Exercise aim -
Pick out every line in the records below that contains the word "tree", matching case exactly, and copy each such line.

Dataset rows -
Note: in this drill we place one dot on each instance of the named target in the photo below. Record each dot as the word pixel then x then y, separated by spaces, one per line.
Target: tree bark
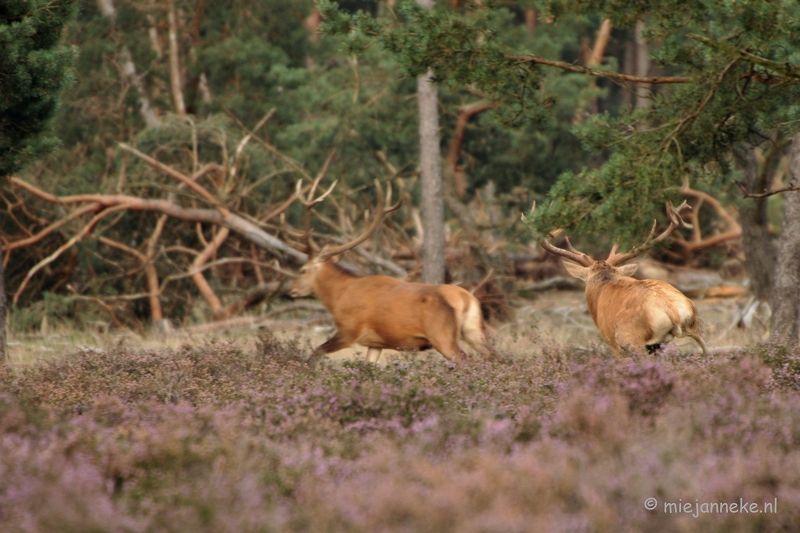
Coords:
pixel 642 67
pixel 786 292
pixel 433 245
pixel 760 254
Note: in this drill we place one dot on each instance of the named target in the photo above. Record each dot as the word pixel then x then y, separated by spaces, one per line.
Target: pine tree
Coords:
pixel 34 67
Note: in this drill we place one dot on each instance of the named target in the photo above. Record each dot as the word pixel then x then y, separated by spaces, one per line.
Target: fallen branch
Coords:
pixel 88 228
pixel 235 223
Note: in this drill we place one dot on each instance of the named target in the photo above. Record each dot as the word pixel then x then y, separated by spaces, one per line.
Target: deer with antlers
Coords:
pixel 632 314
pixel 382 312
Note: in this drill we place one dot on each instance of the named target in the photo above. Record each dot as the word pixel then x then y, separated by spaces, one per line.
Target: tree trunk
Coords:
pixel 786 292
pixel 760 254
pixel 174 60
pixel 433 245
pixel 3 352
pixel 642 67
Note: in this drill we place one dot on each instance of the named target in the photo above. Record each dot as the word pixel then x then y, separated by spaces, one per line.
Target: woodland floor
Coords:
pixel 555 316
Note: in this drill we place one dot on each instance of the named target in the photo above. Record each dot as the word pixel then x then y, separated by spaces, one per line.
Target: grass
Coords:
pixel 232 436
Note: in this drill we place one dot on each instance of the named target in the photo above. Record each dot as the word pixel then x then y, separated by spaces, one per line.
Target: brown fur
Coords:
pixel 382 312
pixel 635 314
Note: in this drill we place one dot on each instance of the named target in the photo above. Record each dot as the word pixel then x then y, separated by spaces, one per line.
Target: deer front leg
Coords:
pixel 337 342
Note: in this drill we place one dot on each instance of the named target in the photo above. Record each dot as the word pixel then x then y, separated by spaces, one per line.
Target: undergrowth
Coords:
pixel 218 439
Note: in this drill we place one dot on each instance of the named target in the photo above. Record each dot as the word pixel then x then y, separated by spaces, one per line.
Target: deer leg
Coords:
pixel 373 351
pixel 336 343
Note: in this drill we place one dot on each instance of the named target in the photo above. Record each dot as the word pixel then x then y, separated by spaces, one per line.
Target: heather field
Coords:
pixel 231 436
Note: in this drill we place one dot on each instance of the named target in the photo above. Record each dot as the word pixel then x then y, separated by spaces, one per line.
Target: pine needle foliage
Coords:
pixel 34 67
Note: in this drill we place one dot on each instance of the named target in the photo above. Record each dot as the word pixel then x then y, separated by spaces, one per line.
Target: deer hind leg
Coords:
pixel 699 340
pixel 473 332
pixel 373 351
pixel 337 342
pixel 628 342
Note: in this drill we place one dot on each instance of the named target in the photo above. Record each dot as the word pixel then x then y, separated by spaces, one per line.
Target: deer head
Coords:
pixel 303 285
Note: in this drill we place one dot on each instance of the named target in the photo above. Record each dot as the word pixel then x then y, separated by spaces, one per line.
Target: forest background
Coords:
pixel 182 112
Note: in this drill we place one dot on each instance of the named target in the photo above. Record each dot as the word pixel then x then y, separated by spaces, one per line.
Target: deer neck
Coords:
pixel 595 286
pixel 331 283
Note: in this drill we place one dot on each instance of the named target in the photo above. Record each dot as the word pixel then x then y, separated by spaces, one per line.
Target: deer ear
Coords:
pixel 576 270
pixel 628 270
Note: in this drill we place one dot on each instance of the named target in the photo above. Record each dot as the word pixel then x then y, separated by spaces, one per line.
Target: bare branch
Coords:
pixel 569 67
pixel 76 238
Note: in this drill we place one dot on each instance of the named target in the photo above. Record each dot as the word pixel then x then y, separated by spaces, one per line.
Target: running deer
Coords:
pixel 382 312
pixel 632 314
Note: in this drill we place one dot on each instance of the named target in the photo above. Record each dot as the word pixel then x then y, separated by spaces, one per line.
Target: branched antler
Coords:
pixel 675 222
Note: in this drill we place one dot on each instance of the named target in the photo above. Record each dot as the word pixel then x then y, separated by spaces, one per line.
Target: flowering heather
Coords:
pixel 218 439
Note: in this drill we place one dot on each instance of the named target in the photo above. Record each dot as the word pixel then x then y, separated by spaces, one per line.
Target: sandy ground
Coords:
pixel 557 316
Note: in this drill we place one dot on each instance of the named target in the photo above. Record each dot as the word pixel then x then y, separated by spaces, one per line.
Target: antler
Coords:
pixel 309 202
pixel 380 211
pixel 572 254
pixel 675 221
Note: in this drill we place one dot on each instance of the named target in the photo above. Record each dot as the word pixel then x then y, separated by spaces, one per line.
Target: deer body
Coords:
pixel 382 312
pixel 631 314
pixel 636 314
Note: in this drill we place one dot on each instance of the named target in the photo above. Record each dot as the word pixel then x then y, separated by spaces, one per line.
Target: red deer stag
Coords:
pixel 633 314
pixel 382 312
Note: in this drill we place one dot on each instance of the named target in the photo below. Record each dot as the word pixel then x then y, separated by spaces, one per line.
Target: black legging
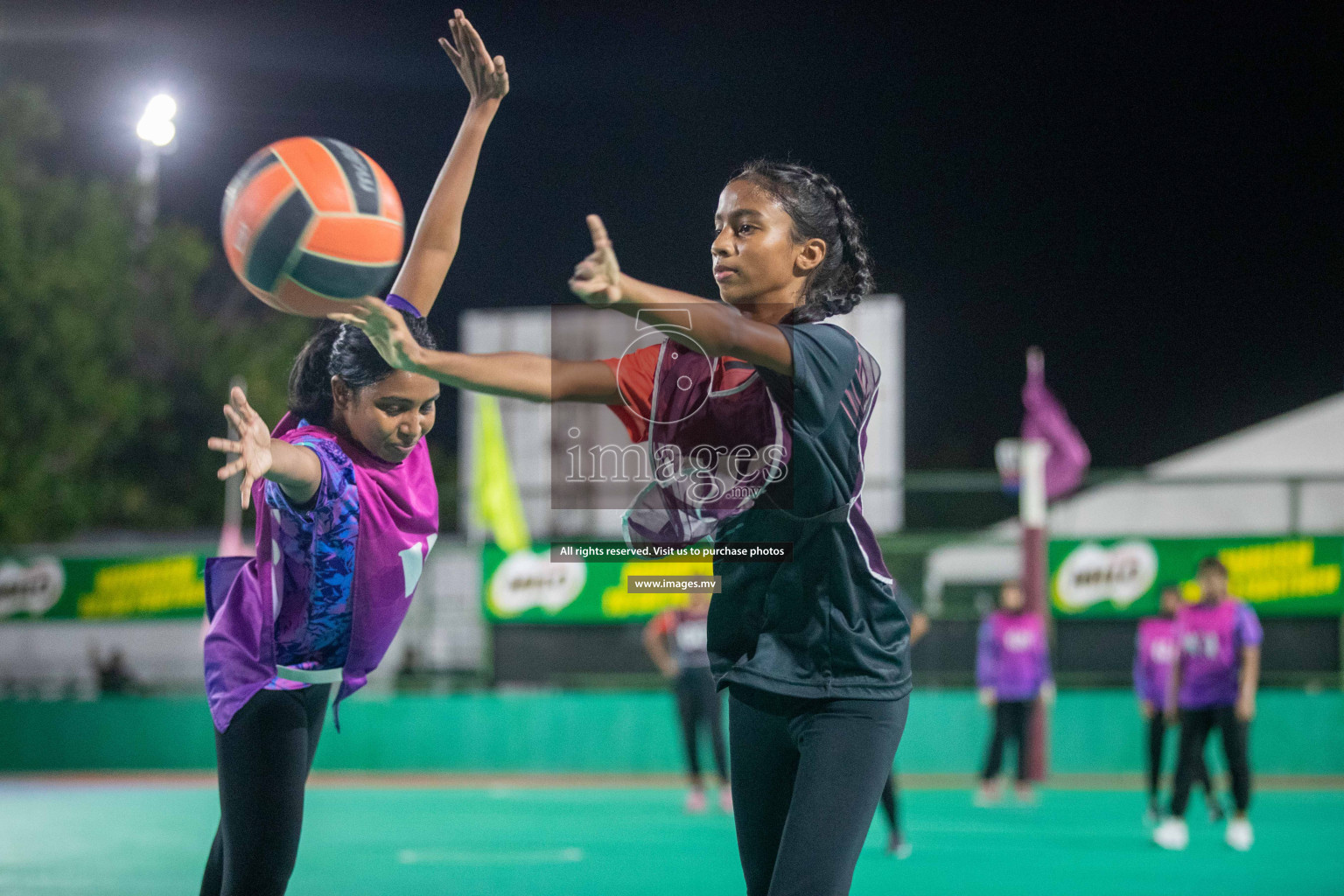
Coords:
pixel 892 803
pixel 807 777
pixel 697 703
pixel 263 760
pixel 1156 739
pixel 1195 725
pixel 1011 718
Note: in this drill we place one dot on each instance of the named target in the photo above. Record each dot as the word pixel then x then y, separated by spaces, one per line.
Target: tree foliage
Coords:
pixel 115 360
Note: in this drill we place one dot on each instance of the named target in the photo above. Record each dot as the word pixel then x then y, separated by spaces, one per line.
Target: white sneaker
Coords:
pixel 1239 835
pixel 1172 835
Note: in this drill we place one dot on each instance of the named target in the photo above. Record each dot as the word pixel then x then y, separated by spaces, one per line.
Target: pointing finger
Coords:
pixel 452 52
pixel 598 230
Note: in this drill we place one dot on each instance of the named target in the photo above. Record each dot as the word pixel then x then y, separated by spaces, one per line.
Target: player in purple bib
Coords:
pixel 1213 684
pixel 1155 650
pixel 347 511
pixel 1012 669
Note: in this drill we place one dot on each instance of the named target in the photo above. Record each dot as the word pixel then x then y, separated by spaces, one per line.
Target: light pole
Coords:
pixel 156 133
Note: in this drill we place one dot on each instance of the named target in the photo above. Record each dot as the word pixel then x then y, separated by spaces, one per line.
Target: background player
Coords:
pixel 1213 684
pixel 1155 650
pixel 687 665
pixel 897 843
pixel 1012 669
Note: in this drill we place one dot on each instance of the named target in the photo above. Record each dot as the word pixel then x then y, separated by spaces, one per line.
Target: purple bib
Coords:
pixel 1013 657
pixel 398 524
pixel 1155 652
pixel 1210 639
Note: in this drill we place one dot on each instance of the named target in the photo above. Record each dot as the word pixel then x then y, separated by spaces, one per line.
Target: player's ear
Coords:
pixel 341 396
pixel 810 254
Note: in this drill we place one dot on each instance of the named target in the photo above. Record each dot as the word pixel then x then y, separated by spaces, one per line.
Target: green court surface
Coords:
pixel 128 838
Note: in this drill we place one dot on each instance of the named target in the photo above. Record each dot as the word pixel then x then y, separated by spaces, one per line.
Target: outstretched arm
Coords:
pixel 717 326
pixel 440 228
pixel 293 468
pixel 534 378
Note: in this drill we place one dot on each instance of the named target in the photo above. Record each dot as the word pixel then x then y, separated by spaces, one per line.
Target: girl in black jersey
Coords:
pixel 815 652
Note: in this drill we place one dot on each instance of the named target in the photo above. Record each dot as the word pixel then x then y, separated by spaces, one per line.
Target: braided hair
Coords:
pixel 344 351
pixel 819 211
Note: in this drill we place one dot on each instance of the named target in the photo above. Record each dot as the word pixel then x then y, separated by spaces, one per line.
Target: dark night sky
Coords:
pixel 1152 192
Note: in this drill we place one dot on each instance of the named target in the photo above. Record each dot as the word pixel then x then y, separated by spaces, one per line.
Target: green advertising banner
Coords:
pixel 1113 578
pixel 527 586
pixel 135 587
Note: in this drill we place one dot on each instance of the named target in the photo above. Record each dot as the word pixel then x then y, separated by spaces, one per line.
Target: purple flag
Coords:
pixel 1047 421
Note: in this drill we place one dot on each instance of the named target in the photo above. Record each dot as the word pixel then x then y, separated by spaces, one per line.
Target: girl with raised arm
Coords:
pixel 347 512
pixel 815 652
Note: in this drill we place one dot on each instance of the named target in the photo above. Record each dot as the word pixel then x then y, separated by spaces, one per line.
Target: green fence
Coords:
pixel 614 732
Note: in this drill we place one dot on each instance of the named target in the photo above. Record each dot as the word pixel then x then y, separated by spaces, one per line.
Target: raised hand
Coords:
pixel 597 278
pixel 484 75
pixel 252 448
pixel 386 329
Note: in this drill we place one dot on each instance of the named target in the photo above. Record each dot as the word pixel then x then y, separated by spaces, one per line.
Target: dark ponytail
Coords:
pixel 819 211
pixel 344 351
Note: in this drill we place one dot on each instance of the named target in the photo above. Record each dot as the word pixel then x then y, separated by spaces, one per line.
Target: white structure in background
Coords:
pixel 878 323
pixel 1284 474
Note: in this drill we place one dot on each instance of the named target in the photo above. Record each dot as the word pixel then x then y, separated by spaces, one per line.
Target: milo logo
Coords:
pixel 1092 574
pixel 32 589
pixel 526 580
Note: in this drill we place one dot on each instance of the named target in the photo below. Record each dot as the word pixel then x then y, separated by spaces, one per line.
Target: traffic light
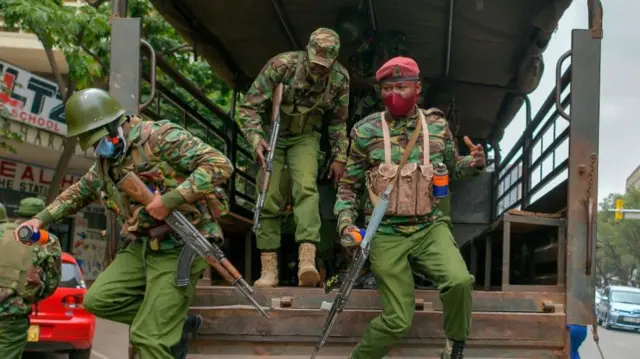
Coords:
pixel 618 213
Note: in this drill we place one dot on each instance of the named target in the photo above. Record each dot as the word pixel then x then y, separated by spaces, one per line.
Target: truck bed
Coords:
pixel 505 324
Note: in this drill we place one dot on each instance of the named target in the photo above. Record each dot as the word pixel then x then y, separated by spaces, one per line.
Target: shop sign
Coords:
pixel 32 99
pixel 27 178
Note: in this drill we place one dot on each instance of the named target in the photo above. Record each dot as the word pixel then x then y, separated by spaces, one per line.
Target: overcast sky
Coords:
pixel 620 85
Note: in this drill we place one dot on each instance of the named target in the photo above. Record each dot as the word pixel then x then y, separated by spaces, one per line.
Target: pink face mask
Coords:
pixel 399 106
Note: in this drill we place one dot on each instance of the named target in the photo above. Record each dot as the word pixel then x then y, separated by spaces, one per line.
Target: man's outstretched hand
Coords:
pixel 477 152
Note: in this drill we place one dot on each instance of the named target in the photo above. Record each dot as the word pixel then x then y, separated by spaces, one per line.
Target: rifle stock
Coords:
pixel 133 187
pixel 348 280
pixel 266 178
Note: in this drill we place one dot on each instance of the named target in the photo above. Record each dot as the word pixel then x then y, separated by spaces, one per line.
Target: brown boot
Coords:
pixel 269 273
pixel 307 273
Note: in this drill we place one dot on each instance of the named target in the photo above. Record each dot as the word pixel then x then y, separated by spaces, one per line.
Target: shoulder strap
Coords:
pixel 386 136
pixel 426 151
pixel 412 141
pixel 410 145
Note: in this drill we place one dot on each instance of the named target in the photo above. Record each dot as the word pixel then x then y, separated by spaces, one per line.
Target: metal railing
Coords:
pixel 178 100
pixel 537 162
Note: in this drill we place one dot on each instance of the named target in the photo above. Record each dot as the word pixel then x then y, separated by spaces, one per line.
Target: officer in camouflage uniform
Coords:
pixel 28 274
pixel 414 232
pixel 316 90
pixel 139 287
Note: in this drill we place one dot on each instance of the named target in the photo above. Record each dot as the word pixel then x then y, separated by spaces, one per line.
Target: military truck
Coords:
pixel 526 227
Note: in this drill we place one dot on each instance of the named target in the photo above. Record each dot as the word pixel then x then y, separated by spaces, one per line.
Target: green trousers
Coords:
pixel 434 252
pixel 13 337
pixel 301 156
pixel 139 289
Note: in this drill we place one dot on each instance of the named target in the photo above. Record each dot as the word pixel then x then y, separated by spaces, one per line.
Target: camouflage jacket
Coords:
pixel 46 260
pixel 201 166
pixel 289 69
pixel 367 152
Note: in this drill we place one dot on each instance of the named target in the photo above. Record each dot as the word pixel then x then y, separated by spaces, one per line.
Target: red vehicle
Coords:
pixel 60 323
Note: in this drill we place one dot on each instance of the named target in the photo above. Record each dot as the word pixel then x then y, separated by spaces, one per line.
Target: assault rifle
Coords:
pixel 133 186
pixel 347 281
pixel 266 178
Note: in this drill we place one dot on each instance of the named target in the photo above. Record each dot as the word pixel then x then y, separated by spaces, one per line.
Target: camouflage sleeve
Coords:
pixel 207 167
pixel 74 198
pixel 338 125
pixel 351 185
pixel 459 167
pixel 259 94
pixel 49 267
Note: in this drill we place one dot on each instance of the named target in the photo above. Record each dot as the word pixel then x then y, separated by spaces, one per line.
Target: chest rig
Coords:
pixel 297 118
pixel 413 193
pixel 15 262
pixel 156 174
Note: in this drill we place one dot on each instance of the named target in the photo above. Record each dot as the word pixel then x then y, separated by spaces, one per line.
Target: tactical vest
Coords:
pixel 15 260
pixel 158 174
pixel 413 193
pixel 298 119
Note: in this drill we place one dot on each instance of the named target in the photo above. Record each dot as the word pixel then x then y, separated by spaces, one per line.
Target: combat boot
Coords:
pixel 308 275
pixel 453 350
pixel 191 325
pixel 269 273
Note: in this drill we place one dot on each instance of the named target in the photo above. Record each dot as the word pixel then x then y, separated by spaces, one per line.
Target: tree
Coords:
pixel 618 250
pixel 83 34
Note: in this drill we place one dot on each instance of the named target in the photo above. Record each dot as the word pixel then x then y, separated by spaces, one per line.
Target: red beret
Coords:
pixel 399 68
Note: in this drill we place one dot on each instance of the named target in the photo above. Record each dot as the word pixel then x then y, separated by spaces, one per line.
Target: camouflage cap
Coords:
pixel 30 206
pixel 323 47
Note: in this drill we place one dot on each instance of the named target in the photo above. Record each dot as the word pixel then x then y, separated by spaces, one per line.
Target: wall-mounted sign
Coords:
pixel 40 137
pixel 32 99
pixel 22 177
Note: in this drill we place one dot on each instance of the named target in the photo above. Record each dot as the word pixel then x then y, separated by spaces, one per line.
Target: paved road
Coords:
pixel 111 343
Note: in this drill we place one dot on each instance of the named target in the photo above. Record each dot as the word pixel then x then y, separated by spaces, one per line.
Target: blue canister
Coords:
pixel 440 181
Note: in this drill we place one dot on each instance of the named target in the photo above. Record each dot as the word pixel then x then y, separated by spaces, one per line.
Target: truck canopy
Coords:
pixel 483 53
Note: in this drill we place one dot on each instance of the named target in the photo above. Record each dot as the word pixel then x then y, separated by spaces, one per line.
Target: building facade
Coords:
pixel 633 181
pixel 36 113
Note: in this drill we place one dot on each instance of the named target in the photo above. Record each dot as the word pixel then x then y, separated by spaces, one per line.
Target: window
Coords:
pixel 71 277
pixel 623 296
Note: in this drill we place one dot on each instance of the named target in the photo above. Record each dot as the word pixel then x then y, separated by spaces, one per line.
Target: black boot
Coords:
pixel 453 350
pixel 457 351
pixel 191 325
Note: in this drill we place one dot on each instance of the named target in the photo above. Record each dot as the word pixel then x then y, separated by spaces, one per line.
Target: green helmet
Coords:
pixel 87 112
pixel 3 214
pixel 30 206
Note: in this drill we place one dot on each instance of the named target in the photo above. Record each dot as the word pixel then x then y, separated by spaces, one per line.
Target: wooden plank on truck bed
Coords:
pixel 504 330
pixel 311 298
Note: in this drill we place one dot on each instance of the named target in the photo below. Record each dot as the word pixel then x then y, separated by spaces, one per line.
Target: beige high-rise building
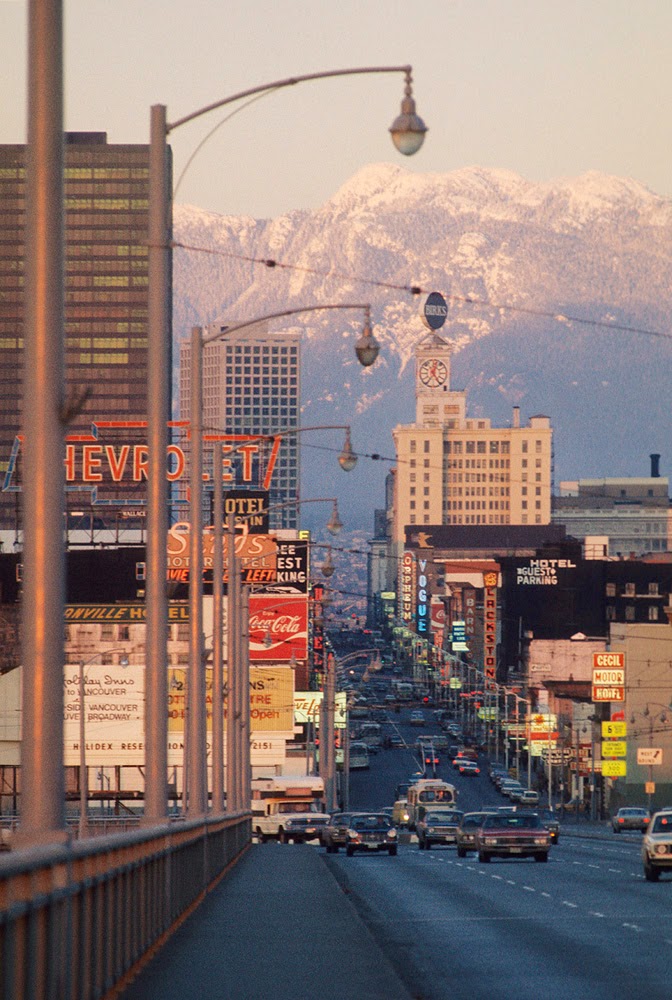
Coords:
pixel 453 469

Written answer -
Target: tree bark
Target: pine tree
Target: tree trunk
Target: tree foliage
Target: tree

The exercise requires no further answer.